Excerpted data

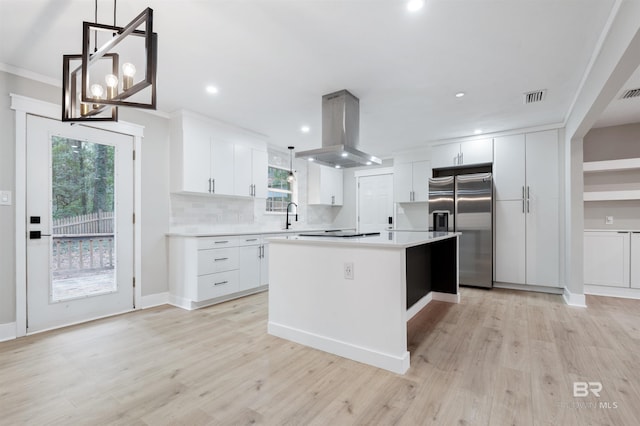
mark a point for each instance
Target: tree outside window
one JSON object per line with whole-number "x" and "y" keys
{"x": 280, "y": 191}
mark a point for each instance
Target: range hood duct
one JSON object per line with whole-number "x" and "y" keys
{"x": 340, "y": 134}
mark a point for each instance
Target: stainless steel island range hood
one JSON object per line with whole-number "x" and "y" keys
{"x": 340, "y": 134}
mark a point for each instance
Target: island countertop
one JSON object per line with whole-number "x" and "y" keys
{"x": 386, "y": 239}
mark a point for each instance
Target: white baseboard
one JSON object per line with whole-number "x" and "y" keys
{"x": 574, "y": 299}
{"x": 598, "y": 290}
{"x": 446, "y": 297}
{"x": 191, "y": 305}
{"x": 7, "y": 331}
{"x": 395, "y": 364}
{"x": 527, "y": 287}
{"x": 180, "y": 302}
{"x": 153, "y": 300}
{"x": 417, "y": 307}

Given request
Copy every line of the material above word for word, leaving out the pictures.

Answer below
mark a point for each instance
Target: tree outside window
one JSON object per line with whole-number "x" and "y" keys
{"x": 280, "y": 191}
mark a point for each instance
Target: range hood duct
one JSON object per line with whole-number "x" and "y" keys
{"x": 340, "y": 134}
mark a point for each instance
Target: stainless steel island range hood
one JSON object per line with whole-number "x" and "y" keys
{"x": 340, "y": 134}
mark a point for each instance
Target: island countertop
one JSON object per line with whole-number "x" and "y" keys
{"x": 386, "y": 239}
mark a point for each instance
Target: white baseboard
one JSON object per line with whole-number "x" and "y" keys
{"x": 574, "y": 299}
{"x": 598, "y": 290}
{"x": 446, "y": 297}
{"x": 191, "y": 305}
{"x": 7, "y": 331}
{"x": 395, "y": 364}
{"x": 527, "y": 287}
{"x": 180, "y": 302}
{"x": 153, "y": 300}
{"x": 417, "y": 307}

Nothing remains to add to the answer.